**Data to examine**
+ + +

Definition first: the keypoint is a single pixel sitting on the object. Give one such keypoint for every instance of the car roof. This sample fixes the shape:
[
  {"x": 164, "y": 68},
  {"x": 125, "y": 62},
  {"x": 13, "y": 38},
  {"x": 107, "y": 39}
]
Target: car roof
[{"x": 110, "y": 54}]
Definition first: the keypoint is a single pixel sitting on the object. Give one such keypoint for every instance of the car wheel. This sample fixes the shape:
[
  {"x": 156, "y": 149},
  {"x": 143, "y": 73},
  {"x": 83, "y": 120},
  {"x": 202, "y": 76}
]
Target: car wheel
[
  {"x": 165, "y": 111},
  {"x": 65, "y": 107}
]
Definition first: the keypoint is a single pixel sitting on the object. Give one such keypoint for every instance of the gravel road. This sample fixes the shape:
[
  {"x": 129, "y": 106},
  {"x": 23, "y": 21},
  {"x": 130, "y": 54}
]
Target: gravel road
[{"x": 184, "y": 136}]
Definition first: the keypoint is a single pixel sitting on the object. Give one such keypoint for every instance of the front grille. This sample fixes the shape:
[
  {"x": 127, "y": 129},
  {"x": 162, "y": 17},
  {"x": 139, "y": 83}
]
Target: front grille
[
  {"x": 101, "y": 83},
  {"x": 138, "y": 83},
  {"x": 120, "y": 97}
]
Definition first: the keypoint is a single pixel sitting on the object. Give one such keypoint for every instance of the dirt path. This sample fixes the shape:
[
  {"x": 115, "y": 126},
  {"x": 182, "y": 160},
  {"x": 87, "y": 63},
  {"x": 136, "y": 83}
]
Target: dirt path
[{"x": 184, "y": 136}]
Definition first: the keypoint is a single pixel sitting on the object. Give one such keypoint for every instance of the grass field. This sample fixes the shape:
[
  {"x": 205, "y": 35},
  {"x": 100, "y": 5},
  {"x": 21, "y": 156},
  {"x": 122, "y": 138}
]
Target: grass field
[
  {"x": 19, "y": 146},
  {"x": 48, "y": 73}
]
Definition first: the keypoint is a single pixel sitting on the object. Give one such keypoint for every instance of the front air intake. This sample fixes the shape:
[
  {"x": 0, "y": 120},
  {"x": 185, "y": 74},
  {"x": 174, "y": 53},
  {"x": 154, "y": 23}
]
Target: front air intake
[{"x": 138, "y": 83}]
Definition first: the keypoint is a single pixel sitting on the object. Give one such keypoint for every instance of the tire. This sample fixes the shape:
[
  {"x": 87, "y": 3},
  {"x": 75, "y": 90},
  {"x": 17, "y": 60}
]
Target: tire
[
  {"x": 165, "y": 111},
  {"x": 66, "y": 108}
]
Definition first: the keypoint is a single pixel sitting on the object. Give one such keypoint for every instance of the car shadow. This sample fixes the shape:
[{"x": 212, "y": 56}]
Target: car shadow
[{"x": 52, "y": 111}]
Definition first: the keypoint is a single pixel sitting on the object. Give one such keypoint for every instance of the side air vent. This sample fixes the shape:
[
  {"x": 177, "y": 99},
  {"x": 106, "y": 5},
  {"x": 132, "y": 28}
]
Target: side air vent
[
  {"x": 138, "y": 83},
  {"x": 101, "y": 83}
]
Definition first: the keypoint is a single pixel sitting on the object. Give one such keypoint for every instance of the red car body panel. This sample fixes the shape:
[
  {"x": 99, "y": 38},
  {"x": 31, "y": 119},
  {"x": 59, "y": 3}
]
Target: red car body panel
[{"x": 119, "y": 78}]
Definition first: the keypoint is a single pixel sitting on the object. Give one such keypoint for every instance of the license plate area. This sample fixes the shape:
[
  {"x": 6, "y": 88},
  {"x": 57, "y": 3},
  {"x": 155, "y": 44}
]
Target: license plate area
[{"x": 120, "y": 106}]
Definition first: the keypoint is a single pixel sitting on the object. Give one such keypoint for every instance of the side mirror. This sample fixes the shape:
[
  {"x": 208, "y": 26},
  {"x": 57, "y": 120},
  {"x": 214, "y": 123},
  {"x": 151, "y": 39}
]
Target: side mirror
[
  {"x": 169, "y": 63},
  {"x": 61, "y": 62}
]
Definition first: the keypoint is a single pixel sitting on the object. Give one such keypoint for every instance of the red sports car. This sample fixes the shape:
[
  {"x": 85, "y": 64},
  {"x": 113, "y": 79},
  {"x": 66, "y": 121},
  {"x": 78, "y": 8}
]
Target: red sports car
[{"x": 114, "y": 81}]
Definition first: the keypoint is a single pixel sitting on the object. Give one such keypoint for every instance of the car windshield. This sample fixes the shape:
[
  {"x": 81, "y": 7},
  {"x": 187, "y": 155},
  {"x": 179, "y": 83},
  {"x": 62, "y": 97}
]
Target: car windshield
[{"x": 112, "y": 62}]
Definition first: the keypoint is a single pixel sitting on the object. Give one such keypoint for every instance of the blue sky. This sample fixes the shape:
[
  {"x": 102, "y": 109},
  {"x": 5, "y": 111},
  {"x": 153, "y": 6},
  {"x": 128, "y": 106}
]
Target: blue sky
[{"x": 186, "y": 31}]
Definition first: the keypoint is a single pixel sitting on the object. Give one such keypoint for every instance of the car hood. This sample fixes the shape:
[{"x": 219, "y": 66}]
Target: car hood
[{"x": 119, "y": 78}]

+ + +

**What to produce**
Set down the listing again, exactly.

**Answer for this exercise**
Definition first: the keypoint is a single pixel sitting on the object. Give one such keypoint for every instance of the car roof. This sample fixes the shape:
[
  {"x": 164, "y": 68},
  {"x": 125, "y": 62},
  {"x": 13, "y": 38},
  {"x": 107, "y": 39}
]
Target: car roof
[{"x": 110, "y": 54}]
Definition first: the keypoint is a single pixel sitting on the object. Give one such keypoint for every instance of the car wheel. This sample fixes the shape:
[
  {"x": 156, "y": 149},
  {"x": 143, "y": 73},
  {"x": 83, "y": 120},
  {"x": 202, "y": 76}
]
Target: car wheel
[
  {"x": 165, "y": 111},
  {"x": 65, "y": 107}
]
Definition first: the keypoint is a single pixel sitting on the object. Give one such keypoint for every instance of the gravel road. This sample fixes the shape:
[
  {"x": 129, "y": 106},
  {"x": 23, "y": 21},
  {"x": 130, "y": 54}
]
Target: gravel road
[{"x": 184, "y": 136}]
Definition first: the keypoint is a single pixel sitting on the object. Give one such keypoint for every instance of the front grille. This sample fixes the shape:
[
  {"x": 127, "y": 129},
  {"x": 162, "y": 17},
  {"x": 139, "y": 83}
]
Target: front grille
[
  {"x": 101, "y": 83},
  {"x": 138, "y": 83},
  {"x": 120, "y": 97}
]
Definition first: the keypoint is a single pixel sitting on the object. Give one such keypoint for every instance of the dirt path. This sample fixes the shape:
[
  {"x": 115, "y": 126},
  {"x": 182, "y": 160},
  {"x": 87, "y": 63},
  {"x": 136, "y": 83}
]
Target: dirt path
[{"x": 184, "y": 136}]
Definition first: the keypoint is a single pixel sitting on the object. Give one such keypoint for every instance of the grass field. This sample fixes the shape:
[
  {"x": 205, "y": 35},
  {"x": 100, "y": 5},
  {"x": 21, "y": 156},
  {"x": 122, "y": 138}
]
Target: grass field
[
  {"x": 19, "y": 146},
  {"x": 48, "y": 73}
]
Definition first: the keypoint is a single pixel sitting on the object. Give one such keypoint for every instance of the front air intake. This sample fixes the shape:
[
  {"x": 0, "y": 120},
  {"x": 185, "y": 74},
  {"x": 174, "y": 53},
  {"x": 154, "y": 23}
]
Target: front air intake
[{"x": 138, "y": 83}]
Definition first: the keypoint is a single pixel sitting on the object. Give one such keypoint for every instance of the tire. This sample fixes the shape:
[
  {"x": 87, "y": 3},
  {"x": 75, "y": 90},
  {"x": 17, "y": 60}
]
Target: tire
[
  {"x": 165, "y": 111},
  {"x": 66, "y": 108}
]
Definition first: the keypoint is a single pixel sitting on the object. Give one such keypoint for every instance of the car shadow. This sample fixes the shape:
[{"x": 212, "y": 56}]
Target: car shadow
[{"x": 52, "y": 111}]
Definition first: the keypoint is a single pixel sitting on the object. Give one such keypoint for every instance of the side air vent. This sample fixes the shape:
[
  {"x": 177, "y": 99},
  {"x": 106, "y": 5},
  {"x": 132, "y": 28}
]
Target: side air vent
[
  {"x": 138, "y": 83},
  {"x": 101, "y": 83}
]
Definition first: the keypoint is a single pixel sitting on the object. Give one such keypoint for every instance of the red car body panel. This sample fixes the shape:
[
  {"x": 99, "y": 38},
  {"x": 31, "y": 119},
  {"x": 59, "y": 3}
]
Target: red car body panel
[{"x": 119, "y": 78}]
Definition first: the keypoint is a single pixel sitting on the object. Give one such keypoint for every instance of the license plate area. This sample fixes the shape:
[
  {"x": 6, "y": 88},
  {"x": 57, "y": 3},
  {"x": 155, "y": 44}
]
Target: license plate area
[{"x": 120, "y": 106}]
Definition first: the keypoint is a single pixel sitting on the object. Give one such keypoint for every instance of the side mirror. This sample fixes the shape:
[
  {"x": 208, "y": 26},
  {"x": 57, "y": 120},
  {"x": 214, "y": 123},
  {"x": 151, "y": 39}
]
Target: side mirror
[
  {"x": 169, "y": 63},
  {"x": 61, "y": 62}
]
Definition first: the keypoint is a single pixel sitting on the object. Give one such keypoint for every instance of the red sports car. This sample fixes the shape:
[
  {"x": 85, "y": 64},
  {"x": 113, "y": 79},
  {"x": 66, "y": 121},
  {"x": 78, "y": 8}
]
Target: red sports car
[{"x": 114, "y": 81}]
Definition first: the keypoint is a single pixel sitting on the object. Give one such keypoint for every instance of the car windshield. This sample fixes the shape:
[
  {"x": 81, "y": 7},
  {"x": 187, "y": 155},
  {"x": 179, "y": 83},
  {"x": 62, "y": 97}
]
Target: car windshield
[{"x": 112, "y": 62}]
Definition first: the keypoint is a single pixel sitting on the object. Give one such keypoint for every instance of the blue sky. This sample fixes the shape:
[
  {"x": 102, "y": 109},
  {"x": 5, "y": 111},
  {"x": 153, "y": 6},
  {"x": 128, "y": 106}
]
Target: blue sky
[{"x": 186, "y": 31}]
Definition first: the keypoint is a single pixel sitting on the object. Give one such keypoint for every instance of the car hood. This sample fixes the shape:
[{"x": 219, "y": 66}]
Target: car hood
[{"x": 119, "y": 78}]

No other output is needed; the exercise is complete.